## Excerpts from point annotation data
■ ■ ■ ■ ■

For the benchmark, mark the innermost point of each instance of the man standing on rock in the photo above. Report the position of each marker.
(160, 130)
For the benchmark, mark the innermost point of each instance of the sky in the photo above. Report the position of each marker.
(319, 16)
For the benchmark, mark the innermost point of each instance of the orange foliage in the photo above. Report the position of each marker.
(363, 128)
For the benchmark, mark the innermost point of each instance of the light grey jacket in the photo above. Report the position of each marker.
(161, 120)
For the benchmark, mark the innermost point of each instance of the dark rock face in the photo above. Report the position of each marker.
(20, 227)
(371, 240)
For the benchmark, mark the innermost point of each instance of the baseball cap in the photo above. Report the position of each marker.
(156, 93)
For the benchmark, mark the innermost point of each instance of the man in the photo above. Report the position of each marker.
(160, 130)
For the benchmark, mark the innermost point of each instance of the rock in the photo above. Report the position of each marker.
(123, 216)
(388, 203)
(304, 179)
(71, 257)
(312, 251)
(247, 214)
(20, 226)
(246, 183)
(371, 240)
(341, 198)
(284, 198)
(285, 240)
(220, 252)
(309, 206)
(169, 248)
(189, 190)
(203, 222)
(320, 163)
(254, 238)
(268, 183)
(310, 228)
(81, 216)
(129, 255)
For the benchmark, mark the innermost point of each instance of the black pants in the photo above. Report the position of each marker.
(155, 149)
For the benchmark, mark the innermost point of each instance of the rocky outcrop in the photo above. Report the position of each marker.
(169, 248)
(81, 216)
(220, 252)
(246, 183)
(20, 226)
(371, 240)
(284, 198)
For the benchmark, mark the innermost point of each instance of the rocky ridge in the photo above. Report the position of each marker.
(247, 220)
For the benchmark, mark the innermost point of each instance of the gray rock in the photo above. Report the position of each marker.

■ ■ ■ ■ ■

Output as a numbered list the part of the records that opens with the line containing "the rocky ridge" and continues through the end of the records, leaving out any blank lines.

## SOLUTION FOR THIS PROBLEM
1. For the benchmark, mark the innermost point of each instance of the rocky ridge in the photo above. Report the position of each marker.
2. (247, 220)
3. For the benchmark, mark the innermost point of each instance of the gray rock in the photo above. Report the position of each marker.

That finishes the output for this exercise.